▶ WHAT IS NEEDED: From the records below, copy every line that contains the word "green".

▶ EXTRACTED ENTRIES:

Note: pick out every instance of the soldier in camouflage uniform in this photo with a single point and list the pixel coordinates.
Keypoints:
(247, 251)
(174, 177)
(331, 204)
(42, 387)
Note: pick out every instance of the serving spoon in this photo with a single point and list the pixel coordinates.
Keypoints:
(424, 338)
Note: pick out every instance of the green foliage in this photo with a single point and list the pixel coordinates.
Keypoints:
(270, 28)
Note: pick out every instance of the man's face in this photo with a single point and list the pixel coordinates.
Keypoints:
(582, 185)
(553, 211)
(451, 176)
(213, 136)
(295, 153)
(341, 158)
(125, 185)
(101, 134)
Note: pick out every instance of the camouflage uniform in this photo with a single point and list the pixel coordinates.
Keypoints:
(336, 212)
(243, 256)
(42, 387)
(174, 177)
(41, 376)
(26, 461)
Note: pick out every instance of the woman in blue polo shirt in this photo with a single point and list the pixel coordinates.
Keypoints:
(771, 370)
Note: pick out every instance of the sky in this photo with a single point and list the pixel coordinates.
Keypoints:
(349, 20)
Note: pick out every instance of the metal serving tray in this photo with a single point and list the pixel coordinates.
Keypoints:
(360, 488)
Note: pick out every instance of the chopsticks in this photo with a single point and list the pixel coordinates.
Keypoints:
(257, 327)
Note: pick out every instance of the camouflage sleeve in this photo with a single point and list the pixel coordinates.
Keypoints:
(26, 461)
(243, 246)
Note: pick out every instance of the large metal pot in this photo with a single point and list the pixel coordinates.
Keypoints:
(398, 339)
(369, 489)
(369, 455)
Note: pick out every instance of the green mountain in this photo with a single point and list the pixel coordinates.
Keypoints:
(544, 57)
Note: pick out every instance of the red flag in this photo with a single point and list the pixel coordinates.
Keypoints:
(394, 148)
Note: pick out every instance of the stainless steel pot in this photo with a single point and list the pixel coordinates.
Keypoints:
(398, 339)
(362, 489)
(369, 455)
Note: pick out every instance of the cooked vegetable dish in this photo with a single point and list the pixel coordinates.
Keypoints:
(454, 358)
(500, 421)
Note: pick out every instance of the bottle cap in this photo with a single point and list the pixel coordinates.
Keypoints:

▶ WRITTEN RESPONSE:
Note: pick out every instance of the green foliage in this photo with a single point and list the pixel coordinates.
Note: pick out every instance of the green mountain in this photo with a single point and list the pixel coordinates.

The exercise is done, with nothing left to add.